Copy the rows below verbatim, starting at the line that contains "on the rough" and continuing through the end of the rows.

====

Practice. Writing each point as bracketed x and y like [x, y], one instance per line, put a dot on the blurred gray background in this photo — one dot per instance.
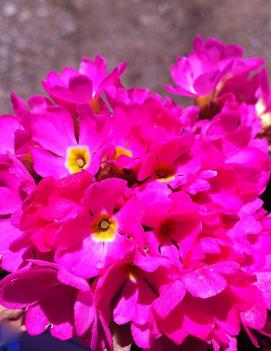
[40, 35]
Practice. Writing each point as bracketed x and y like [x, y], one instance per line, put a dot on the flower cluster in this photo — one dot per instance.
[126, 218]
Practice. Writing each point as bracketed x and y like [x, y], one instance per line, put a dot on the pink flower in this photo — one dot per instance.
[58, 149]
[48, 294]
[85, 86]
[213, 72]
[113, 226]
[138, 281]
[124, 214]
[173, 221]
[16, 185]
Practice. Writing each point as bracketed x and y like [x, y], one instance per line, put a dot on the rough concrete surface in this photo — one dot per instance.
[40, 35]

====

• [Right answer]:
Practice. Writing each point as bracketed x and y like [x, y], one instance per line, put a dot on the rough concrete surface in this photo — one dot per instance.
[40, 35]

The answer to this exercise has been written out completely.